Exercise: Gather all lines with "reflective" from the records.

------------------------------------

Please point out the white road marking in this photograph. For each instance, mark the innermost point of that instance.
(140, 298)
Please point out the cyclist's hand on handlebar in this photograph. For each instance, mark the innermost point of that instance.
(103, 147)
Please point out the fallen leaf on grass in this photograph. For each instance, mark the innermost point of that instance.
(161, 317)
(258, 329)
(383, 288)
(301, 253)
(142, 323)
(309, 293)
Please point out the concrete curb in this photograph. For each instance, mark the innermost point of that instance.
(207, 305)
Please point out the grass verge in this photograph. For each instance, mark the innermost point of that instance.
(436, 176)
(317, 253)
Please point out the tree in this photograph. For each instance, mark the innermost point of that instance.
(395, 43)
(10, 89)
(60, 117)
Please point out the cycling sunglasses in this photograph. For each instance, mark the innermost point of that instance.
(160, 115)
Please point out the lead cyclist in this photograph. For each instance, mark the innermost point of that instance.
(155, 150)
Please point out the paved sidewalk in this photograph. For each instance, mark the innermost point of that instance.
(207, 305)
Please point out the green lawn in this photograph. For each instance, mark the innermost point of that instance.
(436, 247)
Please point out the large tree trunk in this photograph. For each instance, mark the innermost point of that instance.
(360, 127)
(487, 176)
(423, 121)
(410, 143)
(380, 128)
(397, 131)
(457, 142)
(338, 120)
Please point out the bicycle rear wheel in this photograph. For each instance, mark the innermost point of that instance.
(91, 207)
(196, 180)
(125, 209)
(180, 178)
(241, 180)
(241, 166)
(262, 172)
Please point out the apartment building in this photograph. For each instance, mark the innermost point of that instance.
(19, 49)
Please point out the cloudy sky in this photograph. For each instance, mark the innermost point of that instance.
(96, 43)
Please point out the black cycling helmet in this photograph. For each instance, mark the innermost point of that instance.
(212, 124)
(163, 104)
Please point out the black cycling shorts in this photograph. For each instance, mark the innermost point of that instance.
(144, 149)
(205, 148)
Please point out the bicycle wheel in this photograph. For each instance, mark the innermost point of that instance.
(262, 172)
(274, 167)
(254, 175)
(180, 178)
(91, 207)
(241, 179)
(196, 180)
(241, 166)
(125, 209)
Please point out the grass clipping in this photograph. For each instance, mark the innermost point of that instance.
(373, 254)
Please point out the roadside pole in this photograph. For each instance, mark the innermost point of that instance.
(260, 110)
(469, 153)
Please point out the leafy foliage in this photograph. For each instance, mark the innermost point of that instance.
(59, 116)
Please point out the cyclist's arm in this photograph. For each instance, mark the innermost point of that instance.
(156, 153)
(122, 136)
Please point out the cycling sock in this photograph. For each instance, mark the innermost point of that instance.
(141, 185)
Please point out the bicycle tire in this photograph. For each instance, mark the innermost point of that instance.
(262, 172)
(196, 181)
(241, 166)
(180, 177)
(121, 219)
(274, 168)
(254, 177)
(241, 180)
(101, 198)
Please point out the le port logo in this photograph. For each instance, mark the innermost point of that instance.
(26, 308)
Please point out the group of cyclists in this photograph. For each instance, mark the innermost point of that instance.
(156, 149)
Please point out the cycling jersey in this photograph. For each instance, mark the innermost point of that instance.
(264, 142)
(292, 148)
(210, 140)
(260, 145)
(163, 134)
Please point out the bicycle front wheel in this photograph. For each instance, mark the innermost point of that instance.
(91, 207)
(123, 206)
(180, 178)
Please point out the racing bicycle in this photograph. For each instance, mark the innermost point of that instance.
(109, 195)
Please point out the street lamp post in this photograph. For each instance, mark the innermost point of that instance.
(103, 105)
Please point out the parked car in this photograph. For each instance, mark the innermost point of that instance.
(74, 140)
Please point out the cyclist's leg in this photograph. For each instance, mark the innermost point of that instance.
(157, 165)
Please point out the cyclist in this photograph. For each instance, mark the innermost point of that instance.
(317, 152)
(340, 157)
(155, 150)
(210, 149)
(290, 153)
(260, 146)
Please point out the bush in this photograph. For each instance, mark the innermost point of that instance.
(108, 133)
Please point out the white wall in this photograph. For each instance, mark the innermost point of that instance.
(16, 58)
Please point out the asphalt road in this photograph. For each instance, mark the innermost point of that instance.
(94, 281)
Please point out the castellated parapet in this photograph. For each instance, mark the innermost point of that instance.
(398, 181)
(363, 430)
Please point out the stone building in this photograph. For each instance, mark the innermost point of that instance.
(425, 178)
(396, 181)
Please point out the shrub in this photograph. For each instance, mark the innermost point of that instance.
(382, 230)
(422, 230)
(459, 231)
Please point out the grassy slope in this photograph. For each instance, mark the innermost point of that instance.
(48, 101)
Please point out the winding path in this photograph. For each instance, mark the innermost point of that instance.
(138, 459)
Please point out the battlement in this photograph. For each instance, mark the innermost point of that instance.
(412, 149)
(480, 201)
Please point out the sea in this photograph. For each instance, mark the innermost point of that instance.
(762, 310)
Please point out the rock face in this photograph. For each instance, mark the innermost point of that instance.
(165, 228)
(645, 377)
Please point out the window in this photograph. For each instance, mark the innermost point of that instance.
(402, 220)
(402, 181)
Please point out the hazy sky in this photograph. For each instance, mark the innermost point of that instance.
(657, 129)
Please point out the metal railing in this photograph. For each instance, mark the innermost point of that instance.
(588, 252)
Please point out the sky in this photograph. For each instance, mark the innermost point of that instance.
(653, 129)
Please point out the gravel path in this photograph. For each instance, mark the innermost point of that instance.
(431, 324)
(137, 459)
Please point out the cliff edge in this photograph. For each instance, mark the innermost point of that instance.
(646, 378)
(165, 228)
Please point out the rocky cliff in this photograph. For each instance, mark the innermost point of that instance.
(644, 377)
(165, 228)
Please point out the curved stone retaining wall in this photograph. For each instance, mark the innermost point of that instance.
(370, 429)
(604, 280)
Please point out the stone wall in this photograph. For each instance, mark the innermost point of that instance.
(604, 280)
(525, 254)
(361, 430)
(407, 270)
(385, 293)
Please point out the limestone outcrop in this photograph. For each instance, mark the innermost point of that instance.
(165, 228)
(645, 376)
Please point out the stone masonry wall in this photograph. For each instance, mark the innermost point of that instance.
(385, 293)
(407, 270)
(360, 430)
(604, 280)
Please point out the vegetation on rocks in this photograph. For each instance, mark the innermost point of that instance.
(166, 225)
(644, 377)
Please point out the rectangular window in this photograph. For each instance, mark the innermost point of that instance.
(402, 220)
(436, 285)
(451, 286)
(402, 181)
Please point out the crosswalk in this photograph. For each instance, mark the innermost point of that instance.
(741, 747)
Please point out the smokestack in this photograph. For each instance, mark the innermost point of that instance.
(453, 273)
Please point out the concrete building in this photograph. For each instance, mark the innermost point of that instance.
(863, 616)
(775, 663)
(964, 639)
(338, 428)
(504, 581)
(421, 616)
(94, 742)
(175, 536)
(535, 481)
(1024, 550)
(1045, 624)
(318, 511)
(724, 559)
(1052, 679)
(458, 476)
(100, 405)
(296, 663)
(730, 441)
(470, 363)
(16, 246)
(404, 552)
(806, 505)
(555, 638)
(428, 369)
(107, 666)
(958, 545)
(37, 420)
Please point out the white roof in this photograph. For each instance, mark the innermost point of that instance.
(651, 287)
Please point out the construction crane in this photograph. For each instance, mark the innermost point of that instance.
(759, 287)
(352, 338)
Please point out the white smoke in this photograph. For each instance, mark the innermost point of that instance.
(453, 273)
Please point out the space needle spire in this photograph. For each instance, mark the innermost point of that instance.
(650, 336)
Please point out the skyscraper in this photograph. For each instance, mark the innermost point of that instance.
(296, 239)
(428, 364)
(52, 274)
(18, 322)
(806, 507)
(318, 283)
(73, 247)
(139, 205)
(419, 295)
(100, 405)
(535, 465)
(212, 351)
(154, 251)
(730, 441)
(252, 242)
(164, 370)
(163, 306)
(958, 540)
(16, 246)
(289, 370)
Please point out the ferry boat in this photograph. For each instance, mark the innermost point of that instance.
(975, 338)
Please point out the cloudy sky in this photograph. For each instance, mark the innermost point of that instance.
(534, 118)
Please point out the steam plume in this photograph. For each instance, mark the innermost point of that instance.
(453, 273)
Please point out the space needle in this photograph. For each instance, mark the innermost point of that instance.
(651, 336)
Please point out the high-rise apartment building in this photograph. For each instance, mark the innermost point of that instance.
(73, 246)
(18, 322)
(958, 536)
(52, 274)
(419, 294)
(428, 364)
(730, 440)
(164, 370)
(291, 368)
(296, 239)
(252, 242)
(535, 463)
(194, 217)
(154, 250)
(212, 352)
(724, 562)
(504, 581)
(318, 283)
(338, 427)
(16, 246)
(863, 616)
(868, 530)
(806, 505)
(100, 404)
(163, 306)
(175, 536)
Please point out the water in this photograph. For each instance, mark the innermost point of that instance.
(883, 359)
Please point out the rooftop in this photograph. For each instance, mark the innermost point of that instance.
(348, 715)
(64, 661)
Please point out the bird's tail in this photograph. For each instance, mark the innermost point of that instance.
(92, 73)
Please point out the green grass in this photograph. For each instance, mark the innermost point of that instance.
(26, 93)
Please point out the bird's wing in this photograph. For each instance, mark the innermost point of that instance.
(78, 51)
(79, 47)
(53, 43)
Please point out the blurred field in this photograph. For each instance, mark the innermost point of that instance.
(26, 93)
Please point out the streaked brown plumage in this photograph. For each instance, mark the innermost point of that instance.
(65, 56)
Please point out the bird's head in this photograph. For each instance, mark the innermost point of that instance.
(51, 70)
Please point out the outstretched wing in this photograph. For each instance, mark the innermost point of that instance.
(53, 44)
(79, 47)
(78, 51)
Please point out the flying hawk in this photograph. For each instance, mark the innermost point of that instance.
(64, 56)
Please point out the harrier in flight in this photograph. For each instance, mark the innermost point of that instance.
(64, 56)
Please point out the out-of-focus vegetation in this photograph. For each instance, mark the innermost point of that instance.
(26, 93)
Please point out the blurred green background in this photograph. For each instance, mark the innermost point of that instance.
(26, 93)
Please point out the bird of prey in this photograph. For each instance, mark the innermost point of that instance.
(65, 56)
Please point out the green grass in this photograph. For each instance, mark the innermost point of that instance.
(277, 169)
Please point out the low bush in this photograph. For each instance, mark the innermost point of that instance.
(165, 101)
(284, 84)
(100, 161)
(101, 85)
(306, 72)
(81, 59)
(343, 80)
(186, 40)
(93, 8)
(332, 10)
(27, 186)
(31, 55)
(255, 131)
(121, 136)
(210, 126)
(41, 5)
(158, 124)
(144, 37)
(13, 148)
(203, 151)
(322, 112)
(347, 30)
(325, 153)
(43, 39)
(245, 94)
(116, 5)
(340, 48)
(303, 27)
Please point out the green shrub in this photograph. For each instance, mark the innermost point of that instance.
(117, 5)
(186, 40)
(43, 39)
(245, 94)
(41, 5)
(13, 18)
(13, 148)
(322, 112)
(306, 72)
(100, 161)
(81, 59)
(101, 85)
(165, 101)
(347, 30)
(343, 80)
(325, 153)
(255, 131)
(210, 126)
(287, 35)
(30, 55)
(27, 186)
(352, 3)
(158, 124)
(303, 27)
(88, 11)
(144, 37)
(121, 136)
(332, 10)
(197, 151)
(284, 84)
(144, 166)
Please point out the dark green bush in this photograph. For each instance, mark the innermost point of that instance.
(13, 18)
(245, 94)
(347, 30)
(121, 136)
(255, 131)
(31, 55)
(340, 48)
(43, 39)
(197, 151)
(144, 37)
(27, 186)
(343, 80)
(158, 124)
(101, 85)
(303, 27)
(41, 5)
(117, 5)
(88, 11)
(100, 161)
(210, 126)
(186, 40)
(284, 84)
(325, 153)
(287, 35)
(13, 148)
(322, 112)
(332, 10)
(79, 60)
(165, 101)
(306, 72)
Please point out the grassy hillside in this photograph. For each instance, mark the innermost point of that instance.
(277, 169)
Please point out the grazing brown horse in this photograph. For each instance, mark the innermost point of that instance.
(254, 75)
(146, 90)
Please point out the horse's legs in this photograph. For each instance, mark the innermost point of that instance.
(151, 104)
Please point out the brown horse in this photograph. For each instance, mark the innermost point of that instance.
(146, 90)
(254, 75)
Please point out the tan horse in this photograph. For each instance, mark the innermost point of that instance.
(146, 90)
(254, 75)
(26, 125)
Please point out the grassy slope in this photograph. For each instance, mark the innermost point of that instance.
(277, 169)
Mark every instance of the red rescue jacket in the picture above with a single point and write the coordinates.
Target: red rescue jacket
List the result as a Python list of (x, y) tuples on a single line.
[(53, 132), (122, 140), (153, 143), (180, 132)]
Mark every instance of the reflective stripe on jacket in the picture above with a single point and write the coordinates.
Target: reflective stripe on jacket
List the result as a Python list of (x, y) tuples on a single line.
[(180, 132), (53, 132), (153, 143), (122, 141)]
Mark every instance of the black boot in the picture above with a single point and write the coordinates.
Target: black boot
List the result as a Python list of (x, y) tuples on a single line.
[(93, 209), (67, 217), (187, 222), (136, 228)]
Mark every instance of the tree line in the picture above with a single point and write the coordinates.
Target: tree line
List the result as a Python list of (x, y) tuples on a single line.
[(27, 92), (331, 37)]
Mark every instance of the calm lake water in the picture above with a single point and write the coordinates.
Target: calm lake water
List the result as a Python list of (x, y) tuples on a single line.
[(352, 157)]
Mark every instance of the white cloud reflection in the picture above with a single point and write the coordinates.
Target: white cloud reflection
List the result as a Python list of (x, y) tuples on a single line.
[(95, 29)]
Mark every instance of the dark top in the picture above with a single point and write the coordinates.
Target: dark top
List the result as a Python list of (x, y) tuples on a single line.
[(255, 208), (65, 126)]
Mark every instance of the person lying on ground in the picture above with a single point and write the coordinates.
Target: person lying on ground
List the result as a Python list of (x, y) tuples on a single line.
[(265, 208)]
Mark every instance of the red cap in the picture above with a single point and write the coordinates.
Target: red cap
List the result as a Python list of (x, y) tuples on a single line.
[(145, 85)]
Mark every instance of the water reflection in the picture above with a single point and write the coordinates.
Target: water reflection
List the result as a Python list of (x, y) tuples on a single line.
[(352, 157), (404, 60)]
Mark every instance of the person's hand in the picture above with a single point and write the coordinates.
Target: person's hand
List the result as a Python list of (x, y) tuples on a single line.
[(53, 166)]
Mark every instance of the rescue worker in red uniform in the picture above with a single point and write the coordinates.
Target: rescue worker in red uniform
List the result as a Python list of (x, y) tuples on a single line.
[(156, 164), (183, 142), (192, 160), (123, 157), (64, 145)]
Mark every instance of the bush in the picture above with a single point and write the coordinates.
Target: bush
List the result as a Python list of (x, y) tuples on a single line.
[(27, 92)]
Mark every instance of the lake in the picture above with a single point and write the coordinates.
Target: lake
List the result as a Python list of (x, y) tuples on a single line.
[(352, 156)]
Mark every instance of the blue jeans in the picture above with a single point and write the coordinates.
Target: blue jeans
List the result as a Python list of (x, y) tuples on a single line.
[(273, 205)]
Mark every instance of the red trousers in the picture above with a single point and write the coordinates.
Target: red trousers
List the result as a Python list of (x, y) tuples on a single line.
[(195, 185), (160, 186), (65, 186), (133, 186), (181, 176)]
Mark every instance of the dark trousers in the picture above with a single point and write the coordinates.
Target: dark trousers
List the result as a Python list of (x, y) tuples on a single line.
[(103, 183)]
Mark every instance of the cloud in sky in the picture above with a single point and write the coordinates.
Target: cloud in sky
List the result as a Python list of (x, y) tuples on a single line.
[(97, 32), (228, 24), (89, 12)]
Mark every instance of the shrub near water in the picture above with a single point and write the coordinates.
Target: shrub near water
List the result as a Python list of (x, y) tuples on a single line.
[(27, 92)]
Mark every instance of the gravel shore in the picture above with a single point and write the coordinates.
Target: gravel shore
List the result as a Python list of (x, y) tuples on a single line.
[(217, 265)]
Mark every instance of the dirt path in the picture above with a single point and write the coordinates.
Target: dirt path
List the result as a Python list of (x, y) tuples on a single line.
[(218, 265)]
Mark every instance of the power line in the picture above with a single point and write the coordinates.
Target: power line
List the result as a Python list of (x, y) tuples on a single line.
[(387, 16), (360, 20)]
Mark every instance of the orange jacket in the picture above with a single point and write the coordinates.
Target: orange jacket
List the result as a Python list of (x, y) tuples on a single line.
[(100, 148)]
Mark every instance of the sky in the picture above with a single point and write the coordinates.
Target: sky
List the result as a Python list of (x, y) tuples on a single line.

------------------------------------

Result:
Mark every instance of the reflective stripe on jacket in the picture above with a single point and write the coordinates.
Target: reflective stripe on jacket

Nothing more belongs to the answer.